### The request
Copy out every row below word for word, leaving out the pictures.
══════════
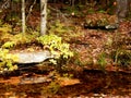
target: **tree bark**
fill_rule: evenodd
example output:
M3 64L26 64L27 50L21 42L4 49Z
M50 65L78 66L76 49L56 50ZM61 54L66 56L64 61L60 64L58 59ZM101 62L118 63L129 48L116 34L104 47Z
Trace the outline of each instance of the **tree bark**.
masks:
M46 35L47 0L40 0L40 35Z
M25 33L25 0L22 0L22 33Z

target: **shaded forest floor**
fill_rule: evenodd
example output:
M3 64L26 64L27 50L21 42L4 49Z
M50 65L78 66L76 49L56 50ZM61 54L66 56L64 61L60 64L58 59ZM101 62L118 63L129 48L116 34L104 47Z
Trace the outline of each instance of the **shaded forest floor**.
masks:
M60 86L58 78L61 78L61 76L53 74L49 77L49 82L32 83L34 77L47 77L51 71L55 71L53 66L45 66L48 71L39 66L16 71L11 76L9 74L5 77L1 76L0 97L130 98L131 63L129 62L131 61L124 56L127 56L127 52L131 52L131 22L120 23L117 29L102 29L98 27L91 29L84 26L86 16L80 13L75 14L73 11L63 13L59 10L60 8L61 5L50 8L48 33L61 36L64 41L70 44L71 50L74 51L74 57L66 64L61 73L61 76L71 77L72 81L61 81L63 84L69 83L69 85ZM28 21L29 27L36 28L39 21L39 13L34 12ZM20 50L23 49L22 47ZM122 57L119 53L120 57L115 59L114 54L119 49L126 54ZM123 61L120 62L120 60ZM19 84L22 78L27 78L28 83ZM75 78L79 81L75 82Z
══════════
### Result of this task
target: **tree bark**
fill_rule: evenodd
example output:
M3 64L26 64L27 50L21 42L4 49Z
M50 65L78 66L76 49L56 50ZM61 54L66 56L64 61L60 64L58 59ZM101 62L118 63L129 48L116 34L104 47Z
Trace the outline of each instance of the **tree bark**.
masks:
M46 35L47 0L40 0L40 35Z
M25 33L25 0L22 0L22 33Z

target: **shaded forest floor**
fill_rule: evenodd
example output:
M3 64L26 64L27 50L21 42L4 49Z
M50 65L78 66L76 49L56 50ZM61 54L66 56L64 61L60 64L58 59ZM101 62L118 63L129 48L116 34L104 47Z
Trace the outline of each instance of the **shaded forest floor**.
masks:
M60 86L58 78L61 78L61 76L53 74L49 77L49 82L32 83L34 77L47 77L51 71L55 71L53 66L45 66L48 71L39 66L16 71L11 76L9 74L5 77L1 76L0 97L130 98L131 63L129 62L131 61L124 56L127 56L127 52L131 52L131 22L120 23L117 29L102 29L98 27L91 29L84 26L86 16L80 13L75 14L73 11L63 13L59 10L60 8L61 5L50 8L48 33L61 36L64 41L70 44L71 50L74 51L74 57L66 64L61 73L61 76L71 77L72 81L61 81L63 84L69 83L69 85ZM28 21L29 27L36 28L39 21L39 13L34 12ZM20 50L23 49L22 47ZM122 57L119 53L120 57L115 59L114 54L119 49L126 54ZM123 61L120 62L120 60ZM19 84L22 78L27 78L28 83ZM75 78L79 81L75 82Z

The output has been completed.